● **TASK INSTRUCTIONS**
Using the passage on Tyre, mark each statement yes or no for whether it agrees with that passage, and quote the words that decide it: (a) Tyre built its empire through military might. (b) Tyre's siege lasted thirteen years. (c) Jerusalem's siege lasted thirteen months.

● **DOCUMENT TEXT**
Great Britain was once known as the power that ruled the seas. In the world of Ezekiel's day, it was Tyre who built a worldwide (in the world they knew) empire. Unlike Babylon and Assyria, whose empires were built with military might, Tyre built its empire on commerce. Doing business from Spain in the west to Armenia and beyond the Black Sea in the east, Tyre was a merchandising and shipping giant in the ancient world. Tyre’s cargo ships, with their own mercenary security forces, plied the waters of the Mediterranean. They delivered a vast and varied inventory, ranging from slaves, work horses and war horses to exotic luxury goods, to markets and customers far from their source.

Chapter 27 is a lamentation, a funeral song, wrapped around an extensive summary of markets and merchandise that made Tyre both wealthy and powerful. It aptly employs the image of a fine ship, loaded with cargo and passengers, sailing the open seas. But the song describes a powerful east wind that came and wrecked the great ship, sending everything and everyone aboard it deep into their watery grave in the heart of the sea.

The song is about a shipwreck, but the ship stands for the proud and prosperous city of Tyre. In Chapter 26, the LORD told Ezekiel that this great ruin was coming to Tyre because the Tyrians rejoiced when Jerusalem fell to Babylon. Why did they rejoice? They were glad because a competitor was no longer in business. Three of the main overland trade routes from the East passed through Jerusalem. The gatekeepers collected taxes on merchandise that passed through the city. When the city was destroyed, traders from the east would travel a few more miles to the Mediterranean coast to ship their goods at Tyre. Jerusalem's fall would make Tyre's profits rise. Their delight betrayed their cruel selfishness. More money meant more than someone else's misery. Increased wealth mattered more than their old treaties with Israel from the time of David and Hiram.

Nebuchadnezzar was the east wind that would sink the great ship of Tyre. The same Chaldean armies that besieged and brought down Jerusalem were coming for Tyre. Jerusalem's siege lasted only eleven months; Tyre's lasted thirteen years. The siege was like an embargo to all trade. No ships went out or in. Tyre’s economic empire crumbled. More waves of invaders would come, conquer and finally erase Tyre as a city and a people, just as Ezekiel prophesied.

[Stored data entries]
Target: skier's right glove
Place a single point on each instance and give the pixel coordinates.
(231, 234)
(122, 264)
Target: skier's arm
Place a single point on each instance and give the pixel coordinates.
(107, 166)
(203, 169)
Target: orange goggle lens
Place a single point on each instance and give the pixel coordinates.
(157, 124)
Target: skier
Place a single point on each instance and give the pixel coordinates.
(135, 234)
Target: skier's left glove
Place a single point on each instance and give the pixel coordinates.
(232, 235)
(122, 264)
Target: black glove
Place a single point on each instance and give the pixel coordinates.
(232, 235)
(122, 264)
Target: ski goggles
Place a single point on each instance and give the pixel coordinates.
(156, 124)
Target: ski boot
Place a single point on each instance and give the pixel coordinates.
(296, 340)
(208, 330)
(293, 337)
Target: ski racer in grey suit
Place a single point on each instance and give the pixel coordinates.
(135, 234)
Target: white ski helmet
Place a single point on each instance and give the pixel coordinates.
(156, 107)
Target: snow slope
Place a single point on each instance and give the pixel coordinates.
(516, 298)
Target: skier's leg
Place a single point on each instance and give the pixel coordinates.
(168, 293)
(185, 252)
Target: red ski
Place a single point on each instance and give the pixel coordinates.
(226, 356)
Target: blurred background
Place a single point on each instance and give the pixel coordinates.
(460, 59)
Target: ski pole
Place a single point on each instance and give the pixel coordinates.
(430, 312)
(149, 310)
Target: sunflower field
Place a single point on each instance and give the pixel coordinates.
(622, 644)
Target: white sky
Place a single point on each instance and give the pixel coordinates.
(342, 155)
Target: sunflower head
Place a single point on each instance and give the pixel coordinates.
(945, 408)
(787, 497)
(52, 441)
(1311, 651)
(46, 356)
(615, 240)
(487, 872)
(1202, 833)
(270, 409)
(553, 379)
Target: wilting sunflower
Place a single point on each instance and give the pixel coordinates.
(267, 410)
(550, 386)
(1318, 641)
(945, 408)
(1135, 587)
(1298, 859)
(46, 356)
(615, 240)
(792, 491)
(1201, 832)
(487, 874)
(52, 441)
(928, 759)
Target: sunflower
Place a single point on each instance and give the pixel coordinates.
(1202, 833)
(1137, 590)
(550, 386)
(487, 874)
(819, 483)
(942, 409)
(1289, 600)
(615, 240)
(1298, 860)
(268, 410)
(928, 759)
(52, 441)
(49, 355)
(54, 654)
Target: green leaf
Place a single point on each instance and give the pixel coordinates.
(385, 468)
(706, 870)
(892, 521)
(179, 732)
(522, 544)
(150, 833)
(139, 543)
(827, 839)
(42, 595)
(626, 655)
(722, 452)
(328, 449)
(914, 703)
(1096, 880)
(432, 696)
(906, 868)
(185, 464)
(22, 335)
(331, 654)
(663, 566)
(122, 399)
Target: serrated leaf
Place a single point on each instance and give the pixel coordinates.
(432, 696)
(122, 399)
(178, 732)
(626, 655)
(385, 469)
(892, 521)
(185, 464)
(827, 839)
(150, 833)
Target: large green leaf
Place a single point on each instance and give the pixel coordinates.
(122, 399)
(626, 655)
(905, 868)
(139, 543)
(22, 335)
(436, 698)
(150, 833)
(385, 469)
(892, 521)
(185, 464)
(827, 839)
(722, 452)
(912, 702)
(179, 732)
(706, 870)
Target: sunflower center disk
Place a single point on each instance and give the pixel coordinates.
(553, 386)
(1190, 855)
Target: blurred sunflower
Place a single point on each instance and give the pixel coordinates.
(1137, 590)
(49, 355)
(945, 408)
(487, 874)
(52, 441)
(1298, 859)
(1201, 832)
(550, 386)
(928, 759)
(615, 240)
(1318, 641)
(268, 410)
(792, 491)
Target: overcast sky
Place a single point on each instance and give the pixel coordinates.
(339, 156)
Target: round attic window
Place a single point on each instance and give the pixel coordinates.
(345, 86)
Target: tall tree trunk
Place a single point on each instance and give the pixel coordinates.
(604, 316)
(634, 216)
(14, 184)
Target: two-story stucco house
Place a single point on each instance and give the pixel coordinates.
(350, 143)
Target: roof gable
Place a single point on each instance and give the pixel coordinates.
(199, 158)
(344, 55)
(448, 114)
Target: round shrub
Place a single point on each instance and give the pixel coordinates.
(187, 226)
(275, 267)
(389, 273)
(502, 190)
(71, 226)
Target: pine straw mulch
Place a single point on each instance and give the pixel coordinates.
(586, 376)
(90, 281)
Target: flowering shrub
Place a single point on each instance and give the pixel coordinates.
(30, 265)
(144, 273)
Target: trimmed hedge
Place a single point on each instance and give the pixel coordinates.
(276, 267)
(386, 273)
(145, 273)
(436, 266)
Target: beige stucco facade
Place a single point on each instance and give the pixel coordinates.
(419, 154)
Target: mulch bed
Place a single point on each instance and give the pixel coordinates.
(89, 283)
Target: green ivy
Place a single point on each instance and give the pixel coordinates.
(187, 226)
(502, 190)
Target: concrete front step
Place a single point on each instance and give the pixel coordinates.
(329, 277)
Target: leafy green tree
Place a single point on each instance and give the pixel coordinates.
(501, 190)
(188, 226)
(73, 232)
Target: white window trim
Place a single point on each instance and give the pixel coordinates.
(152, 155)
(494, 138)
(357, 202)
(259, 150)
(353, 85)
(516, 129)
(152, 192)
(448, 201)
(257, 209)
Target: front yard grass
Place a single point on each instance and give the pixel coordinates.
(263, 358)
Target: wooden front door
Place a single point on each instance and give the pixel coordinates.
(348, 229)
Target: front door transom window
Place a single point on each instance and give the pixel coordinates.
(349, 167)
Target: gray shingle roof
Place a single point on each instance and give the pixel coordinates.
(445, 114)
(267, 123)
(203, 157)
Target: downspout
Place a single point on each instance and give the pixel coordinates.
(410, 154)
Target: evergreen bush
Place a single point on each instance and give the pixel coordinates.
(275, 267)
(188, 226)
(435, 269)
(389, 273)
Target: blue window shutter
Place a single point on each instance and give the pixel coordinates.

● **TASK RESULT**
(a) No: "Unlike Babylon and Assyria, whose empires were built with military might, Tyre built its empire on commerce."
(b) Yes: "Tyre's lasted thirteen years."
(c) No: "Jerusalem's siege lasted only eleven months"